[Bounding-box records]
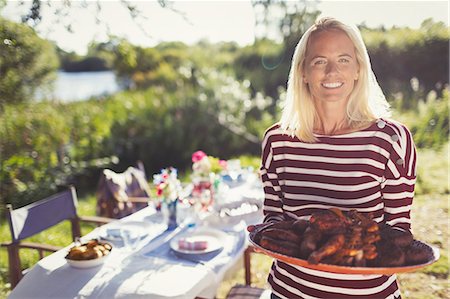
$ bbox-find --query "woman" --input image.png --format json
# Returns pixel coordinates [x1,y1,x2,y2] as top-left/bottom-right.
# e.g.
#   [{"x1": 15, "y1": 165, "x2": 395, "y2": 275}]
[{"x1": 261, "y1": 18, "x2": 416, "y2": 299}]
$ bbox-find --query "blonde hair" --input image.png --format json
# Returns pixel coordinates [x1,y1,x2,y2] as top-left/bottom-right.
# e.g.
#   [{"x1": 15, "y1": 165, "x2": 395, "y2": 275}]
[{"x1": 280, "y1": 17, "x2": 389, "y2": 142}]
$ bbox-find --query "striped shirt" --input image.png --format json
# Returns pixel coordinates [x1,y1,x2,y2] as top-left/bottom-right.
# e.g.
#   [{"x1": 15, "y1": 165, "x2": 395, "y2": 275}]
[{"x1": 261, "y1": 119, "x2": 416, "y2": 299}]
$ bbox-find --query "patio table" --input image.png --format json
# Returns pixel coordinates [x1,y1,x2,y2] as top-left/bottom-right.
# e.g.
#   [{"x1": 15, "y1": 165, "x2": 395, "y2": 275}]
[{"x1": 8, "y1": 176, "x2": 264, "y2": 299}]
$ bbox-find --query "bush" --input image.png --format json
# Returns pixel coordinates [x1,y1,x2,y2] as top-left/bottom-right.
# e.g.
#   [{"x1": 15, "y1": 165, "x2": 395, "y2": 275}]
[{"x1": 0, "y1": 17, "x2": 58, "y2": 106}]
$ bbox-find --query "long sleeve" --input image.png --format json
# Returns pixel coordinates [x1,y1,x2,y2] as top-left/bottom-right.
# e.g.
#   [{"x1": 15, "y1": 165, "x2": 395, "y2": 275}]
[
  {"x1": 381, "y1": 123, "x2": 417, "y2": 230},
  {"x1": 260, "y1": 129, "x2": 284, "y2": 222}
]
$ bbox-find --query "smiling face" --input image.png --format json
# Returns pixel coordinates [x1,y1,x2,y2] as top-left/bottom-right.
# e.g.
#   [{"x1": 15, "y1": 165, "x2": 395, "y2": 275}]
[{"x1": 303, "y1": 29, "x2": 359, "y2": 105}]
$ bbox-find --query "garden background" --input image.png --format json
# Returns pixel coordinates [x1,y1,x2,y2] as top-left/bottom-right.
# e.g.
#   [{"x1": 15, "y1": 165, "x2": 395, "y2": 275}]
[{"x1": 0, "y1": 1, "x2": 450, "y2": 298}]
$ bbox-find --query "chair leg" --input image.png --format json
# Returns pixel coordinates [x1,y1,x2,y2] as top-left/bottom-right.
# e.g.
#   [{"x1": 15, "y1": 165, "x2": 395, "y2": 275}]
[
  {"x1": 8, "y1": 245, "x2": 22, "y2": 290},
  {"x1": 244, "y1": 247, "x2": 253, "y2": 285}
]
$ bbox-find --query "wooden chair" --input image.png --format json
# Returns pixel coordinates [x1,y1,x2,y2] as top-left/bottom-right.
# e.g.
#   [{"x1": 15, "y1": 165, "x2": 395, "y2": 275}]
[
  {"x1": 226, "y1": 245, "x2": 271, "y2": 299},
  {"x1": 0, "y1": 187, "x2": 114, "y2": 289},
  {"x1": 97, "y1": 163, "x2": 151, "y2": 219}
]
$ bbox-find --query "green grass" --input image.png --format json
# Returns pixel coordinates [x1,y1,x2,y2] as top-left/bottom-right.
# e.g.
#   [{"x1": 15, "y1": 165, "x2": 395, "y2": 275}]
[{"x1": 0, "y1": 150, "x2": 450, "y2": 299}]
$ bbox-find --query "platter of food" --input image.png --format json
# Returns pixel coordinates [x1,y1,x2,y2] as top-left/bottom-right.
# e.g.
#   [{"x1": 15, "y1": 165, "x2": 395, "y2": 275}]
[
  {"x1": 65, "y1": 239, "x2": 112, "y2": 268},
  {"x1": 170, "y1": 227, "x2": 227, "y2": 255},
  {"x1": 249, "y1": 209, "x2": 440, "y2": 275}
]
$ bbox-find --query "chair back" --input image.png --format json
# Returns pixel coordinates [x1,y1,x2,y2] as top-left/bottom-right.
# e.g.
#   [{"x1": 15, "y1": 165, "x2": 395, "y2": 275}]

**TASK GOAL:**
Pick out each line in the entries above that contains the string "chair" and copy it. Case is significant.

**IN RESPONSE:**
$ bbox-find --query "chair leg" --input image.png --format json
$ bbox-find --query "wooden chair" --input image.png --format json
$ bbox-find --query "chair back" --input image.png --format json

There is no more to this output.